**** PROVIDED PASSAGE
Merkel says Europe will not be 'held hostage' by Greece


German chancellor Angela Merkel today said it was important that Greece elects a government that will honour the terms of bailout agreements with international lenders.

"It is very important that - in the Greek election tomorrow -- the result is the formation of a government that will say, ok, we'll stick to the agreements," Dr Merkel said at a rally of her Christian Democratic Union in Darmstadt.

Honouring agreements is "the only basis on which Europe can thrive," she added.

Greece goes to the polls tomorrow in an election that may determine whether the country becomes the first member of the euro zone to leave the single currency.

A May 6th ballot that boosted parties opposed to austerity measures failed to yield a government.

The leader of the leftist Syriza party Alexis Tsipras, who promises to renege on Greece's end of the bailout deal, and New Democracy ran even in final opinion polls.

"It can't be that - and that's what's at stake at the Greek elections - that those who don't stick to the agreements hold everyone else hostage," Dr Merkel said

Greeks say they want to keep the euro, but they do not want the pension, wage and jobs cuts imposed by the bailout package and which have seen living standards plummet and unemployment reach almost 23 per cent.

"Tomorrow's vote must not be based on anger but on hope," the liberal left daily Ta Nea implored in an editorial. "It must be based on the Greece of the euro, not the Greece of the drachma."
********
▶ [TASK DIRECTIONS]
In one to three sentences, explain why Merkel considers it important that Greece's election produce a government that will stick to the bailout agreements, according to the article about Merkel and the Greek election. Rely only on the article about Merkel and the Greek election.
**** INFORMATION SHOWN
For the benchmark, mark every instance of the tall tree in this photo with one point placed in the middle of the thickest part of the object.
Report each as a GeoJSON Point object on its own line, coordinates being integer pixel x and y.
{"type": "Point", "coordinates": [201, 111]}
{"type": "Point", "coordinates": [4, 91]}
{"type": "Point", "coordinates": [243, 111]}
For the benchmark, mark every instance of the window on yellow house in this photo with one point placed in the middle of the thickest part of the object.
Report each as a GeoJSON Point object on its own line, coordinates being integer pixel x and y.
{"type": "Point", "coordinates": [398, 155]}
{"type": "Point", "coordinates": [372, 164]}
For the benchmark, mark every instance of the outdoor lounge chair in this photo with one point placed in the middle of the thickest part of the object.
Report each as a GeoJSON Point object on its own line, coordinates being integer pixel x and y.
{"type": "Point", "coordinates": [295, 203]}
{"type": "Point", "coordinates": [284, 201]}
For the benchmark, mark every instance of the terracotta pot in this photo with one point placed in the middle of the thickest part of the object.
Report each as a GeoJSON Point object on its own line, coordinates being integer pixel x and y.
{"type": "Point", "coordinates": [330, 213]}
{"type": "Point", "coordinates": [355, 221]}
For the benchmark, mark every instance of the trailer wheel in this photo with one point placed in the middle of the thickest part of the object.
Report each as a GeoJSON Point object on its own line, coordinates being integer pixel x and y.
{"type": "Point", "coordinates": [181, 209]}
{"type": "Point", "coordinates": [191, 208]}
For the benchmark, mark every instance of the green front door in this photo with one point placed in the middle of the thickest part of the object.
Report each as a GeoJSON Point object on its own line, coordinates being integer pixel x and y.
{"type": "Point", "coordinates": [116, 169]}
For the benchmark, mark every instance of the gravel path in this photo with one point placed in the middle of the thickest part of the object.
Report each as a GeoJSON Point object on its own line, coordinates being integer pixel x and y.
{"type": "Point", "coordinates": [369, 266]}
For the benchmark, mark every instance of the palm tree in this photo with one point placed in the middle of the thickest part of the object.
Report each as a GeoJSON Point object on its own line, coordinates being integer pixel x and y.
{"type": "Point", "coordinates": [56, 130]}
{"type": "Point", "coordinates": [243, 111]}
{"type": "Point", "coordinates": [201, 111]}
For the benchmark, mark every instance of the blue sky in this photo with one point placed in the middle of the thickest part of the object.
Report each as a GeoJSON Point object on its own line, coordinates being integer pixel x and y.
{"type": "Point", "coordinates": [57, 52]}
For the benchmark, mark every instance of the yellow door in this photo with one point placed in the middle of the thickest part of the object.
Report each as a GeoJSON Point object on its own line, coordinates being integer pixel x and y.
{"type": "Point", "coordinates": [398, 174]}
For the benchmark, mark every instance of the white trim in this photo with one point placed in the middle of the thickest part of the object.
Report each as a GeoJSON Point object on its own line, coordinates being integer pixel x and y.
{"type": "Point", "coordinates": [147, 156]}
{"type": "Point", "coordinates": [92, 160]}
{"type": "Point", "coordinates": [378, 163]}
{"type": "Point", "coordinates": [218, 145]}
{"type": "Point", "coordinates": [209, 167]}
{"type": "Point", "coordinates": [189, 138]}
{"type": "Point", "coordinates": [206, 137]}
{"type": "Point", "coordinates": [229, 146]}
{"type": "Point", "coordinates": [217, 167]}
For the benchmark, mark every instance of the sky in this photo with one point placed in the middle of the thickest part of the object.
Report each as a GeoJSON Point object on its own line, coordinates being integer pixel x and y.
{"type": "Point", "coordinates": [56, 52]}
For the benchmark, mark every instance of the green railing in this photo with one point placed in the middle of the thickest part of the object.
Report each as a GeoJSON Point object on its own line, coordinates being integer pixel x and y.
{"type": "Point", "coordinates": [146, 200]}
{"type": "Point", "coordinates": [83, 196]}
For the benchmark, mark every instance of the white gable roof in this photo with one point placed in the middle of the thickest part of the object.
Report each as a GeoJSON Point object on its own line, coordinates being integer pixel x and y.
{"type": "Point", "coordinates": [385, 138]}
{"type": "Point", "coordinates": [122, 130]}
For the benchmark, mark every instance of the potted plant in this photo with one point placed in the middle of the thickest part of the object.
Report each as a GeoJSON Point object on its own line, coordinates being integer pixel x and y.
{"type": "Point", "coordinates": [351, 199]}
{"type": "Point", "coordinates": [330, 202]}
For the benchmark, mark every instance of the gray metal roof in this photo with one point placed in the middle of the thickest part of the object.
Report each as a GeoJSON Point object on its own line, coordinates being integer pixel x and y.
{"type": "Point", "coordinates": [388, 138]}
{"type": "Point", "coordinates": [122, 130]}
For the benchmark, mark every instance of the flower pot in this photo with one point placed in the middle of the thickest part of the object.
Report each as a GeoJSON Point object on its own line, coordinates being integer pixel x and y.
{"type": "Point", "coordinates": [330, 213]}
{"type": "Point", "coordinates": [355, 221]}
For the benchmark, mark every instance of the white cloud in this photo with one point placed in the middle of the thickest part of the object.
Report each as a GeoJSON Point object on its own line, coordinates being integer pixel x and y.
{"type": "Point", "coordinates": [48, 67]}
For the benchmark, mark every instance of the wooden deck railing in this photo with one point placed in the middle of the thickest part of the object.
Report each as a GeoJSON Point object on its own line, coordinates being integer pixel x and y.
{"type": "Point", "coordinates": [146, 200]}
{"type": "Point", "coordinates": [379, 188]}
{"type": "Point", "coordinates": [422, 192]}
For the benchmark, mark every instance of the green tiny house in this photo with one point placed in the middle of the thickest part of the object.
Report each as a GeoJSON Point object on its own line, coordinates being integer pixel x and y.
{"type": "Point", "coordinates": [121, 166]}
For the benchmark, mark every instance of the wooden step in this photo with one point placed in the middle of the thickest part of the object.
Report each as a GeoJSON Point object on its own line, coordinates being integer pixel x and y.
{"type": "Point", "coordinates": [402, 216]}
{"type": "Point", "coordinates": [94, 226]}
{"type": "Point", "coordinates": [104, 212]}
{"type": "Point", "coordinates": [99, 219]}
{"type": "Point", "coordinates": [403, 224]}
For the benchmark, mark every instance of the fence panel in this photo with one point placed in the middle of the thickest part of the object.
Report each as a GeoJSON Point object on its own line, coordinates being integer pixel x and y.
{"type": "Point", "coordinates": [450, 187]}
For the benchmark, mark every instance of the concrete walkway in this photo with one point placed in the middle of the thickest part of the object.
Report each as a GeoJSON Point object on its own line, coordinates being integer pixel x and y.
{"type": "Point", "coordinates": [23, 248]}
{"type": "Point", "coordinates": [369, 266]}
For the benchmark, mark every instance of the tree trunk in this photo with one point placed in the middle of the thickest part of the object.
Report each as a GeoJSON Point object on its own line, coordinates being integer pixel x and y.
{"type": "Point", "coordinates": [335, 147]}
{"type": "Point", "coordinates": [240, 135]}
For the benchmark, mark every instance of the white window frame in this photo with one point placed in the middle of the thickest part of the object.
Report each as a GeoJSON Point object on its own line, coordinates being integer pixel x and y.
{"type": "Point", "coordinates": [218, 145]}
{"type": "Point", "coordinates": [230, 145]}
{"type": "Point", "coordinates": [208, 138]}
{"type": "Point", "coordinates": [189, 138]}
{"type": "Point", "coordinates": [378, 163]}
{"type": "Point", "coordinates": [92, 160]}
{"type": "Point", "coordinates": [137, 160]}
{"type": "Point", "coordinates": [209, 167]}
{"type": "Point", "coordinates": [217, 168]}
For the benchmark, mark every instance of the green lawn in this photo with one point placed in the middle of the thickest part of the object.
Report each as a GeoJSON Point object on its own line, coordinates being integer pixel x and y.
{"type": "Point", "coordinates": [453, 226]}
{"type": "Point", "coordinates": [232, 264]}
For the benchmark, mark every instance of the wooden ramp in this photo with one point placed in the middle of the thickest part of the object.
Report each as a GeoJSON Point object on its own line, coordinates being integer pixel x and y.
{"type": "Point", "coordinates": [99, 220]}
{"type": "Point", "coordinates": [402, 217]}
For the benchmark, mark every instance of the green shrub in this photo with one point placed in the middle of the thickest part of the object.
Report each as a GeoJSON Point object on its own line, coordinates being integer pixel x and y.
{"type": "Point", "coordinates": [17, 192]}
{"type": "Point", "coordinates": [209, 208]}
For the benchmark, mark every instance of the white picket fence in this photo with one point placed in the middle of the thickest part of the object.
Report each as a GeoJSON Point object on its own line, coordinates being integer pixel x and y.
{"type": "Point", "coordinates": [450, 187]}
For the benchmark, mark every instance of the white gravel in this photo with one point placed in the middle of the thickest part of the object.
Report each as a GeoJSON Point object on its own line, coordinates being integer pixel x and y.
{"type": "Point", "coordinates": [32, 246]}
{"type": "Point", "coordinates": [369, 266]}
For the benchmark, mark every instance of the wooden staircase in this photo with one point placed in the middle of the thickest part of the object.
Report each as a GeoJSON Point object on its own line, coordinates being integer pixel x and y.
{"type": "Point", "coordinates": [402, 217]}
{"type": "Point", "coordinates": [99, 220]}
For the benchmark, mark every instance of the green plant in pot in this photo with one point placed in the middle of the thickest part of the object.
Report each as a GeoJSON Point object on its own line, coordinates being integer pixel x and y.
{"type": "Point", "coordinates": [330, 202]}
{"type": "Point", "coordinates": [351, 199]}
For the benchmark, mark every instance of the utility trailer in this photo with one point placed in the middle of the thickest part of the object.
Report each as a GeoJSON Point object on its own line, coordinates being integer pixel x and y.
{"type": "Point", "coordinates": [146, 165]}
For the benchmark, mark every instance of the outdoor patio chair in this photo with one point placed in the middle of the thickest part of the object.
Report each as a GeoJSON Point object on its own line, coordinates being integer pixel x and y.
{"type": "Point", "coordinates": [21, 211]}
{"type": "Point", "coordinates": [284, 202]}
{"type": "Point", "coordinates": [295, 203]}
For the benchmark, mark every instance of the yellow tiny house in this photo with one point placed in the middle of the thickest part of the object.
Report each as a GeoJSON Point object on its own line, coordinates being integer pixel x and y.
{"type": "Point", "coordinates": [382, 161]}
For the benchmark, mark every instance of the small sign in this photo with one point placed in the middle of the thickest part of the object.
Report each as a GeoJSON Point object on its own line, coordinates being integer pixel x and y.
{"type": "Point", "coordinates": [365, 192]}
********
▶ [SOLUTION FOR THIS EXERCISE]
Merkel says that honoring agreements is the only basis on which Europe can thrive. She also argues that those who don't stick to the agreements must not be able to hold everyone else hostage.